» ABOUT THIS EXERCISE: Please copy, exactly as they appear below, the lines from the one containing "In this photo, each instance of the hat" through the one containing "In this photo, each instance of the camouflage trousers".

» PROVIDED MATERIAL:
* * * *
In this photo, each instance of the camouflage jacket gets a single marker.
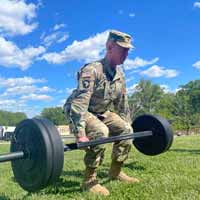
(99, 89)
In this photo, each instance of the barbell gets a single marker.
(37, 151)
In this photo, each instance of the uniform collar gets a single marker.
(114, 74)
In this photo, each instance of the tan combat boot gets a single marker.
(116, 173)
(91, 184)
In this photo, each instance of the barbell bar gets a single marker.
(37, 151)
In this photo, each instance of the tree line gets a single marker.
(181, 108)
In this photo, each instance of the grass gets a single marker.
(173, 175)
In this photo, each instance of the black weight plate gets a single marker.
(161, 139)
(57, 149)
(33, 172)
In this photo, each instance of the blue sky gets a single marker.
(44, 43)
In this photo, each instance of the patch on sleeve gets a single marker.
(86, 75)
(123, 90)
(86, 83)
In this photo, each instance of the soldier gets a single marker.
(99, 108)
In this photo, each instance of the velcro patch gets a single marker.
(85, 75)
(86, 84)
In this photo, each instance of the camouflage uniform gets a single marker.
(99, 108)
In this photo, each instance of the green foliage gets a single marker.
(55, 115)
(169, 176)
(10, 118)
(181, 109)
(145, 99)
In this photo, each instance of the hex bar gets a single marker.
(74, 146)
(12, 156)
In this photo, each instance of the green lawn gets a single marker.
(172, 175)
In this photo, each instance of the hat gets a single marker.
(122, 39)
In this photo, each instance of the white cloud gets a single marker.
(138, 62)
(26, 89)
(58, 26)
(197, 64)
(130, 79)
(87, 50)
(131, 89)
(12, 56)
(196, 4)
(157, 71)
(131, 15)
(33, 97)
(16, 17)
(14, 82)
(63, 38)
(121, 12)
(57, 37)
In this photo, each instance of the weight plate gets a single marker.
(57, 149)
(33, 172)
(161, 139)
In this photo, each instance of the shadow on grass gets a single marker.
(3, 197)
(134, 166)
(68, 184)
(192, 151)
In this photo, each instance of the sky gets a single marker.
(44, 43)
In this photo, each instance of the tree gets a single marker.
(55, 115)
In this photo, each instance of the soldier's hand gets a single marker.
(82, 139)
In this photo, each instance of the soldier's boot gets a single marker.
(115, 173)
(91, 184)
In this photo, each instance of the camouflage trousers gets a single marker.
* * * *
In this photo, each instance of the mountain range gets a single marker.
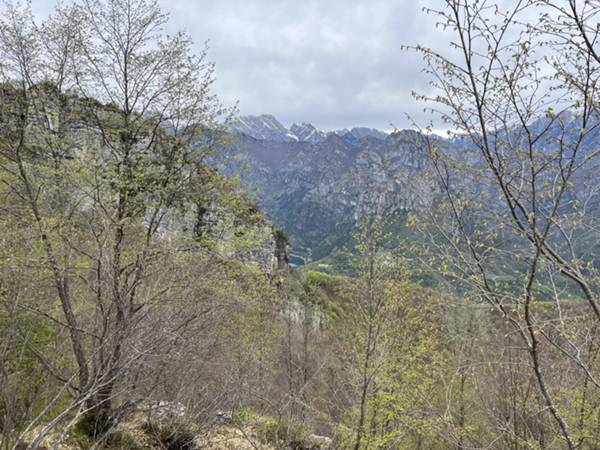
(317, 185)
* * * *
» EXERCISE ANSWER:
In this photo, each instance of the hat gets a single marker.
(122, 39)
In this photo, each instance of the white cloud gets a single marker.
(138, 62)
(26, 89)
(58, 26)
(197, 64)
(130, 79)
(87, 50)
(131, 89)
(12, 56)
(196, 4)
(157, 71)
(131, 15)
(33, 97)
(16, 17)
(14, 82)
(63, 38)
(121, 12)
(57, 37)
In this photo, each instance of the weight plate gets a single marker.
(57, 149)
(33, 172)
(161, 139)
In this photo, each instance of the shadow on grass gets a single marker.
(3, 197)
(134, 166)
(68, 184)
(192, 151)
In this photo, each instance of the sky gets a single marker.
(44, 43)
In this photo, each instance of the tree gets a single marker.
(55, 115)
In this photo, each instance of the soldier's hand gets a single marker.
(82, 139)
In this photo, each instance of the soldier's boot gets a single marker.
(115, 173)
(91, 184)
In this photo, each instance of the camouflage trousers gets a single marker.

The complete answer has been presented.